-- AIM --
Copy the lines below word for word, leaving out the picture.

-- SOURCE DATA --
[BEGIN]

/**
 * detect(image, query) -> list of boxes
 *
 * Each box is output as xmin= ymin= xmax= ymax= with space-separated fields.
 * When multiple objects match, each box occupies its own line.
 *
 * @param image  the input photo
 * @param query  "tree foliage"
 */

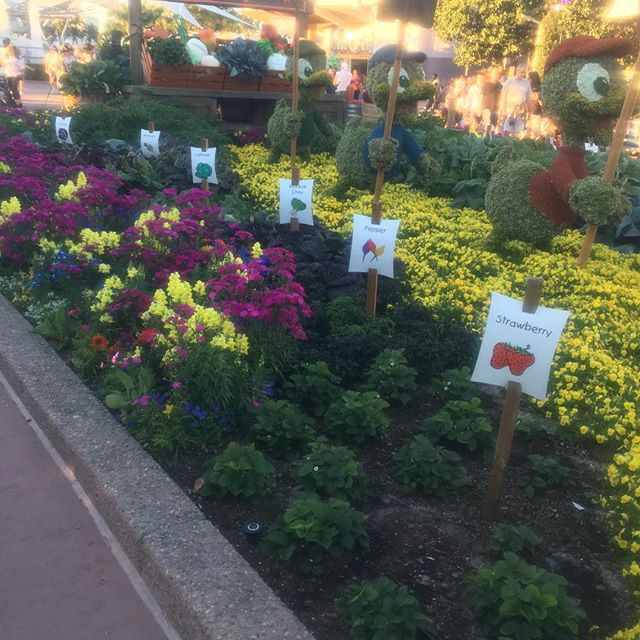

[END]

-- RESULT OF THIS TASK --
/**
 * detect(image, query) -> list of boxes
 *
 * Each box is output as xmin= ymin= xmax= ymax= with space-separated fields.
 * When multiple objects match, each box occupies its own line.
 *
 * @param image  the input photo
 * @param query  "tree foliage"
 */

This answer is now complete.